◆ **Instruction**: Copy all entries without alteration and skip the pictures they hold.

§ §

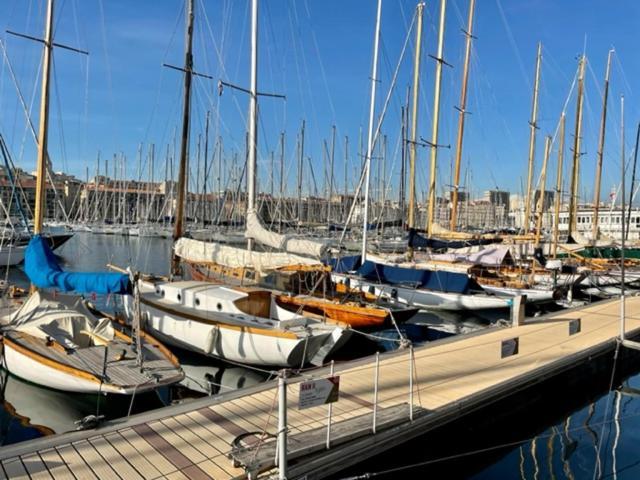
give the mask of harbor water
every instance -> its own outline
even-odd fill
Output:
[[[76,271],[105,270],[108,263],[146,273],[166,274],[171,241],[160,238],[123,237],[77,233],[56,251],[64,268]],[[25,285],[20,268],[12,268],[8,279]],[[101,308],[117,308],[114,298],[92,299]],[[420,313],[405,327],[416,342],[434,337],[434,332],[466,333],[490,322],[506,320],[504,312],[477,317],[468,314]],[[390,341],[377,349],[393,348]],[[186,379],[178,387],[130,398],[98,398],[41,388],[2,372],[0,375],[0,442],[27,441],[93,425],[95,417],[114,419],[175,402],[248,387],[270,378],[268,372],[229,365],[189,352],[174,350]],[[347,352],[347,355],[357,352]],[[473,359],[469,359],[473,361]],[[438,438],[415,439],[395,454],[358,465],[344,475],[377,473],[380,478],[638,478],[640,436],[640,368],[627,365],[628,374],[612,381],[602,378],[567,389],[550,385],[542,398],[504,404],[491,413],[491,422],[464,422]],[[610,389],[610,386],[613,387]],[[537,403],[536,403],[537,402]],[[517,413],[516,413],[517,412]],[[524,413],[524,415],[523,415]],[[594,476],[594,471],[596,475]],[[434,476],[435,475],[435,476]]]

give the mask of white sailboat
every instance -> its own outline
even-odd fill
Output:
[[[181,238],[189,141],[191,76],[193,74],[193,0],[187,2],[185,84],[182,144],[178,175],[178,201],[174,228],[175,250],[172,273],[180,273],[181,258],[200,256],[206,261],[225,257],[240,268],[256,264],[287,261],[288,254],[256,253],[214,243]],[[257,16],[258,2],[252,1],[252,63],[248,159],[248,213],[255,211],[256,135],[257,135]],[[279,258],[279,260],[278,260]],[[300,257],[302,258],[302,257]],[[275,260],[274,260],[275,259]],[[309,259],[303,259],[309,262]],[[314,262],[317,263],[317,262]],[[246,290],[196,281],[139,282],[140,311],[145,328],[165,342],[213,357],[254,365],[300,367],[320,365],[327,355],[340,348],[351,332],[342,326],[290,313],[276,305],[268,290]],[[132,302],[125,305],[132,316]]]
[[[184,373],[175,357],[139,329],[131,338],[116,330],[110,319],[90,311],[81,296],[36,290],[125,294],[130,288],[128,275],[64,272],[42,235],[53,11],[54,0],[48,0],[34,236],[25,255],[33,292],[22,304],[8,300],[0,319],[3,366],[29,382],[69,392],[130,395],[179,382]]]

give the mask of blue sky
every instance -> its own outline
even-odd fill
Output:
[[[240,85],[249,81],[249,0],[196,0],[194,41],[197,71]],[[416,2],[384,0],[378,109],[390,86]],[[419,130],[429,138],[433,109],[434,62],[439,2],[427,3]],[[442,80],[441,144],[454,144],[463,35],[467,0],[449,0],[445,32],[445,68]],[[27,103],[37,121],[39,64],[37,43],[9,36],[6,29],[42,35],[43,0],[0,2],[0,37]],[[295,189],[295,142],[302,119],[307,123],[305,153],[313,176],[305,167],[305,191],[323,185],[323,141],[330,141],[336,125],[336,185],[342,188],[344,137],[349,136],[347,172],[352,184],[358,174],[359,130],[366,131],[369,76],[372,61],[374,0],[263,0],[260,5],[259,89],[287,95],[287,100],[260,102],[259,181],[270,182],[272,150],[278,151],[280,132],[286,132],[286,181]],[[155,178],[165,175],[165,154],[171,154],[179,132],[182,77],[162,63],[181,65],[184,41],[183,2],[180,0],[57,0],[55,39],[90,51],[89,57],[58,49],[55,52],[51,102],[50,154],[56,170],[84,178],[93,175],[98,150],[102,158],[126,157],[128,177],[137,175],[137,149],[155,144]],[[601,88],[607,51],[614,47],[605,147],[603,198],[619,178],[620,108],[626,97],[626,145],[631,153],[639,116],[636,81],[640,59],[636,54],[640,3],[634,0],[480,0],[476,6],[469,115],[464,142],[464,171],[473,195],[482,190],[509,189],[519,193],[526,175],[528,118],[536,44],[543,43],[540,118],[536,172],[542,162],[544,135],[553,134],[569,94],[577,56],[586,48],[586,74],[581,195],[590,200],[593,189]],[[413,41],[413,40],[412,40]],[[388,136],[386,179],[397,184],[399,173],[400,105],[411,79],[413,44],[400,69],[383,125]],[[223,179],[232,171],[234,152],[243,158],[248,98],[225,90],[219,97],[215,81],[196,79],[191,135],[191,174],[195,185],[198,134],[204,132],[210,110],[209,152],[218,136],[224,145]],[[35,101],[34,101],[35,95]],[[33,103],[32,103],[33,102]],[[567,131],[574,123],[575,91],[567,108]],[[7,138],[16,163],[32,169],[34,143],[7,65],[0,66],[0,131]],[[567,137],[567,144],[571,136]],[[450,184],[453,150],[439,151],[438,188]],[[176,154],[177,155],[177,154]],[[570,159],[567,148],[566,159]],[[555,182],[556,152],[549,168]],[[240,162],[240,160],[238,160]],[[428,151],[418,160],[418,192],[428,182]],[[567,160],[567,163],[569,161]],[[113,165],[113,161],[111,161]],[[566,175],[566,174],[565,174]],[[214,173],[215,178],[217,174]],[[374,166],[374,181],[377,167]],[[382,176],[382,175],[381,175]],[[277,180],[276,180],[277,182]],[[395,193],[393,196],[395,197]]]

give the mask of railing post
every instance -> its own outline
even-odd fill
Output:
[[[413,422],[413,345],[409,345],[409,420]]]
[[[333,377],[333,368],[334,368],[334,363],[333,360],[331,360],[331,376]],[[328,409],[327,409],[327,450],[329,450],[329,448],[331,448],[331,414],[333,413],[333,403],[330,403],[328,405]]]
[[[287,371],[278,376],[278,479],[287,478]]]
[[[378,378],[380,377],[380,353],[376,352],[376,371],[373,383],[373,433],[376,433],[376,416],[378,414]]]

§ §

◆ **Correct answer**:
give the mask of harbor water
every instance -> its own outline
even-odd fill
Output:
[[[76,271],[105,270],[108,263],[146,273],[166,274],[171,241],[160,238],[123,237],[77,233],[56,251],[64,268]],[[25,285],[20,268],[12,268],[8,279]],[[101,308],[117,308],[114,298],[92,299]],[[420,313],[405,327],[416,342],[434,337],[434,332],[466,333],[490,322],[506,320],[504,312],[477,317],[468,314]],[[390,341],[377,349],[393,348]],[[186,379],[178,387],[130,398],[98,398],[41,388],[2,372],[0,375],[0,442],[27,441],[93,425],[95,417],[114,419],[175,402],[248,387],[270,378],[268,372],[229,365],[189,352],[174,350]],[[347,352],[347,355],[357,352]],[[473,359],[469,359],[473,361]],[[438,438],[415,439],[395,454],[358,465],[344,475],[377,473],[380,478],[638,478],[640,436],[640,368],[627,365],[628,374],[612,381],[602,378],[567,389],[550,385],[542,398],[504,404],[491,413],[491,422],[464,422]],[[610,389],[610,386],[613,387]],[[537,403],[536,403],[537,402]],[[517,413],[516,413],[517,412]],[[524,413],[524,415],[523,415]],[[594,476],[594,471],[596,475]],[[434,476],[435,475],[435,476]]]

give the mask of white sailboat
every instance -> its own outline
even-odd fill
Output:
[[[181,238],[189,141],[191,76],[193,74],[193,0],[187,2],[185,84],[182,144],[178,175],[178,201],[174,228],[175,250],[172,273],[180,273],[181,258],[200,256],[206,261],[225,257],[240,268],[256,264],[287,261],[288,254],[256,253],[214,243]],[[257,16],[258,2],[252,1],[252,63],[248,159],[248,213],[255,211],[256,135],[257,135]],[[279,258],[279,260],[278,260]],[[300,257],[302,258],[302,257]],[[275,260],[274,260],[275,259]],[[309,259],[303,259],[309,262]],[[314,262],[317,263],[317,262]],[[246,290],[196,281],[139,282],[140,311],[145,328],[165,342],[213,357],[254,365],[300,367],[320,365],[327,355],[340,348],[351,332],[342,326],[290,313],[276,305],[268,290]],[[132,302],[125,305],[132,316]]]
[[[184,373],[175,357],[139,329],[131,338],[116,330],[110,319],[90,311],[81,296],[36,290],[125,294],[130,288],[128,275],[64,272],[42,235],[53,11],[54,0],[48,0],[34,236],[25,255],[33,292],[22,304],[8,300],[0,319],[3,366],[29,382],[69,392],[130,395],[179,382]]]

give the mask of blue sky
every instance -> its own outline
even-odd fill
Output:
[[[240,85],[249,81],[249,0],[196,0],[194,41],[197,71]],[[416,2],[384,0],[378,109],[390,86]],[[419,130],[429,138],[433,109],[434,62],[439,2],[427,3]],[[442,80],[441,144],[454,144],[463,35],[467,0],[449,0],[445,32],[445,68]],[[27,103],[37,121],[39,64],[37,43],[9,36],[6,29],[42,35],[43,0],[0,2],[0,37]],[[295,189],[295,142],[302,119],[307,123],[305,153],[313,176],[305,167],[305,191],[323,185],[323,141],[330,141],[336,125],[336,185],[342,188],[344,137],[349,136],[347,172],[352,184],[358,174],[359,130],[366,131],[369,76],[372,61],[374,0],[263,0],[260,5],[259,89],[287,95],[287,100],[260,102],[259,181],[270,182],[272,150],[278,151],[280,132],[286,132],[286,181]],[[155,178],[165,175],[165,154],[171,154],[179,132],[182,77],[162,63],[181,65],[184,41],[183,2],[180,0],[57,0],[55,39],[90,51],[89,57],[58,49],[55,52],[51,102],[50,154],[56,170],[84,178],[93,175],[98,150],[102,158],[126,157],[128,177],[137,175],[137,149],[155,144]],[[601,88],[607,51],[614,47],[605,147],[603,198],[619,178],[620,108],[626,97],[626,145],[631,153],[639,116],[636,81],[640,59],[636,54],[640,3],[634,0],[480,0],[476,6],[469,115],[464,142],[464,171],[473,195],[482,190],[509,189],[519,193],[526,175],[528,118],[536,44],[543,43],[540,118],[536,172],[542,162],[544,135],[553,134],[569,94],[577,56],[586,48],[586,74],[581,195],[590,200],[593,189]],[[413,41],[413,40],[412,40]],[[388,136],[386,179],[397,184],[399,173],[400,105],[411,79],[413,44],[400,69],[383,125]],[[223,179],[232,171],[234,152],[243,158],[248,98],[225,90],[219,97],[215,81],[196,79],[191,135],[191,174],[195,185],[198,134],[204,132],[210,110],[209,152],[218,136],[224,145]],[[35,101],[34,101],[35,95]],[[33,103],[32,103],[33,102]],[[567,131],[574,123],[575,91],[567,108]],[[7,138],[16,163],[32,169],[34,143],[7,65],[0,66],[0,131]],[[567,137],[567,144],[571,136]],[[450,184],[453,150],[439,151],[438,188]],[[176,154],[177,155],[177,154]],[[570,159],[567,148],[566,159]],[[555,182],[556,152],[549,168]],[[240,162],[240,160],[238,160]],[[428,151],[418,160],[418,192],[428,182]],[[567,160],[567,163],[569,161]],[[113,165],[113,161],[111,161]],[[566,175],[566,174],[565,174]],[[214,173],[215,178],[217,174]],[[374,166],[374,181],[377,167]],[[382,176],[382,175],[381,175]],[[277,180],[276,180],[277,182]],[[395,193],[393,196],[395,197]]]

give the mask of railing post
every instance -> its own outline
even-odd fill
Output:
[[[413,422],[413,345],[409,345],[409,420]]]
[[[333,377],[333,368],[334,368],[334,363],[333,360],[331,360],[331,376]],[[328,409],[327,409],[327,450],[329,450],[329,448],[331,448],[331,414],[333,413],[333,403],[330,403],[328,405]]]
[[[287,371],[278,376],[278,479],[287,478]]]
[[[378,378],[380,377],[380,353],[376,352],[376,371],[373,383],[373,433],[376,433],[376,416],[378,414]]]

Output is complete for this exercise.